▶ Tasks to carry out:
A) Using the review of The Act of Killing, answer these:
(i) Which film's rape scene did the class discussion keep coming back to?
(ii) In what year did the new Indonesian military government commission gangsters and paramilitary groups to exterminate communists?
(iii) How many people had they killed by the next year?
B) Reproduce verbatim the review of The Act of Killing, everything from "Believe it or" down to "it felt like.".

▶ Page text:
'''

The Act of KillingRecently in a film class, a discussion arose about disturbing film scenes.  The conversation kept coming back to the rape scene in David Fincher’s “The Girl with the Dragon Tattoo,” which many people found uncomfortable and hard to watch.  Someone interjected as the voice of reason and said, “Well, yeah, that’s the point.  It’s rape, a horrible act – you aren’t supposed to feel comfortable!”

Joshua Oppenheimer’s “The Act of Killing” tackles another tough subject, one affecting societies rather than individuals: genocide.  Unbeknownst to many (but perhaps surprising to few), the new Indonesian military government commissioned gangsters and paramilitary groups to exterminate dreaded communists in 1965.  As you can imagine, their targets grew in scope beyond avowed Marxists, and the term “communist” came to signify anyone that they consider to be their opposition.  By the next year, they had killed over a million people.

Believe it or not, these perpetrators have not been tried for war crimes.  They proudly walk the streets of Indonesia, boasting of their murders and willing to simulate their violent acts.  Documentarian Oppenheimer crafts an unconventional film around these men by asking them to film reenactments of how they killed and what it felt like.

'''

▶ Supplied data:
'''

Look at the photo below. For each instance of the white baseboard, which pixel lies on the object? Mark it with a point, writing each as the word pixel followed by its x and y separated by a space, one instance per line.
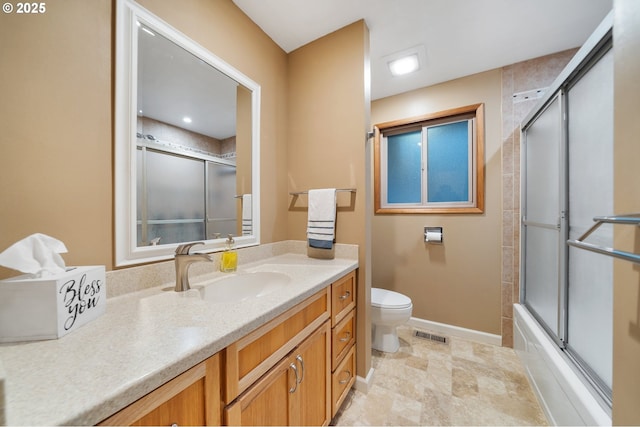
pixel 363 384
pixel 456 331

'''

▶ Answers for the tasks:
A)
(i) David Fincher's "The Girl with the Dragon Tattoo"
(ii) 1965
(iii) Over a million

B)
Believe it or not, these perpetrators have not been tried for war crimes.  They proudly walk the streets of Indonesia, boasting of their murders and willing to simulate their violent acts.  Documentarian Oppenheimer crafts an unconventional film around these men by asking them to film reenactments of how they killed and what it felt like.